Prompt: Return every record exactly as written.

Records for this exercise:
################
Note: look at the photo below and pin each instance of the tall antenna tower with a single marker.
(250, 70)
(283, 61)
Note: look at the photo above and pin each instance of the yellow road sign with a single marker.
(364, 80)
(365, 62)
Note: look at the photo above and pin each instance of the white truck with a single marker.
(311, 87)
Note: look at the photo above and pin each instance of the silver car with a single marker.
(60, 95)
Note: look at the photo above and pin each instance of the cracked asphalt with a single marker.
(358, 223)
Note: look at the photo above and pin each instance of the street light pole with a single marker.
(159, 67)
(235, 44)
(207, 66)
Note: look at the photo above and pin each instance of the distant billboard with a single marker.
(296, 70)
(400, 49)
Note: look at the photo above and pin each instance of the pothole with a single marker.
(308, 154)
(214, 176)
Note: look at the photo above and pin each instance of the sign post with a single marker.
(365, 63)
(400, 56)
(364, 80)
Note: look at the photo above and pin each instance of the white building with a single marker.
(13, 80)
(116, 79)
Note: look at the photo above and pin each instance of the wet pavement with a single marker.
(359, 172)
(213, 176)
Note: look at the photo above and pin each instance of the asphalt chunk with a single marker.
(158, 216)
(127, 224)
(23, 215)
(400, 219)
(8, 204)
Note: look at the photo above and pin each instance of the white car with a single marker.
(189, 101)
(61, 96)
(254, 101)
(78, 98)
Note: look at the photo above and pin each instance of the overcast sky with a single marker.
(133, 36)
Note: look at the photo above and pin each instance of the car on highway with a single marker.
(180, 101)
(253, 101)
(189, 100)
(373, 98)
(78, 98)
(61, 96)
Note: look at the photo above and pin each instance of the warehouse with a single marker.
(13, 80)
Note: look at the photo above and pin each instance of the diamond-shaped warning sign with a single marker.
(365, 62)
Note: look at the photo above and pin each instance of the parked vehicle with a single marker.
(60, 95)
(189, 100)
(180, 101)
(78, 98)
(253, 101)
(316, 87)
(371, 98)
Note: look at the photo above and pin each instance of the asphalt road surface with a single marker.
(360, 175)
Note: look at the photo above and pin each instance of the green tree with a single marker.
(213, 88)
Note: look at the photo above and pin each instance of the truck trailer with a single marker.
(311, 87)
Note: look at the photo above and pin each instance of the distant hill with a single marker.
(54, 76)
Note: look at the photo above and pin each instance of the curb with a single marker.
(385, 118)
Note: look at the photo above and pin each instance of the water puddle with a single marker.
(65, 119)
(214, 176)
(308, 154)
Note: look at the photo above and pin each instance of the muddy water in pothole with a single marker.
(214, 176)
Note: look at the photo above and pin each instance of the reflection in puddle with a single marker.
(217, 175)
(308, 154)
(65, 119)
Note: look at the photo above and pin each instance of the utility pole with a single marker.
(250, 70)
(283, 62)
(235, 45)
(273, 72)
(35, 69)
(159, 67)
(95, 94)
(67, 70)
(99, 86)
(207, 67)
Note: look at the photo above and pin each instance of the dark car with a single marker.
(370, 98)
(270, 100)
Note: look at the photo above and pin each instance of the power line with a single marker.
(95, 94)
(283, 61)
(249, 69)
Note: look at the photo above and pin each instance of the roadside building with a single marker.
################
Solution:
Note: look at the photo below and pin each instance of the tall antenna tower with a single marker.
(250, 70)
(283, 61)
Note: look at the photo above and pin each instance of the yellow road sign with a single marker.
(364, 80)
(365, 62)
Note: look at the photo above and pin each instance of the white truck with a single marker.
(311, 87)
Note: look at the photo above and pin each instance of the silver car with a single marker.
(60, 95)
Note: look at the photo above and pin each instance of the cracked asphalt with a single marker.
(358, 223)
Note: look at the photo above and pin each instance of the street light pole with a single marker.
(159, 67)
(235, 44)
(207, 66)
Note: look at the photo above and pin each instance of the distant billboard with a single marker.
(296, 70)
(400, 49)
Note: look at the photo above and pin each instance of the pothole with a single marker.
(308, 154)
(214, 176)
Note: look at the photo above and pin each instance of the sign post with a single marker.
(365, 63)
(400, 56)
(364, 80)
Note: look at the photo above and pin each instance of the white building with a single marker.
(13, 80)
(116, 79)
Note: look at the photo above and pin each instance of the wet pavement with a single marker.
(359, 172)
(213, 176)
Note: look at the photo above and pin each instance of the asphalt chunk with a single marker.
(158, 216)
(127, 224)
(23, 215)
(400, 219)
(8, 204)
Note: look at the photo above and pin each instance of the white car with a single marker.
(189, 101)
(61, 96)
(254, 101)
(78, 98)
Note: look at the photo above and pin each instance of the overcast sky with a single marker.
(133, 36)
Note: look at the photo above and pin each instance of the car on highway with a single marker.
(180, 101)
(253, 101)
(189, 100)
(373, 98)
(78, 98)
(61, 96)
Note: look at the photo above and pin each instance of the warehouse with a single marker.
(13, 80)
Note: look at the photo above and pin each instance of the diamond-shaped warning sign with a single marker.
(365, 62)
Note: look at the photo above and pin each instance of the parked vehicle with a single marker.
(60, 95)
(189, 100)
(180, 101)
(78, 98)
(253, 101)
(316, 87)
(371, 98)
Note: look at the photo above and pin each instance of the asphalt road surface with a single marker.
(360, 175)
Note: look at the photo above and pin each instance of the green tree with a single marker.
(213, 88)
Note: look at the photo above and pin each instance of the truck trailer with a single marker.
(311, 87)
Note: look at the photo above and pin each instance of the distant hill with a single marker.
(54, 76)
Note: look at the photo above and pin each instance of the curb with a single marker.
(385, 118)
Note: look at the photo above and pin each instance of the water puddle with a single marker.
(65, 119)
(214, 176)
(308, 154)
Note: look at the photo above and pin each instance of the muddy water in pothole with a single marker.
(214, 176)
Note: look at the photo above and pin each instance of the reflection in puddle with a single marker.
(217, 175)
(308, 154)
(65, 119)
Note: look at the photo above and pin each instance of the utility pole with a single marker.
(250, 70)
(283, 62)
(235, 45)
(273, 72)
(35, 69)
(159, 67)
(95, 94)
(67, 70)
(99, 86)
(207, 67)
Note: look at the photo above and pin each instance of the dark car with a single marker.
(370, 98)
(270, 100)
Note: look at the photo above and pin each instance of the power line with a single marker.
(95, 94)
(283, 61)
(249, 69)
Note: look at the photo above and pin each instance of the roadside building with a single marker.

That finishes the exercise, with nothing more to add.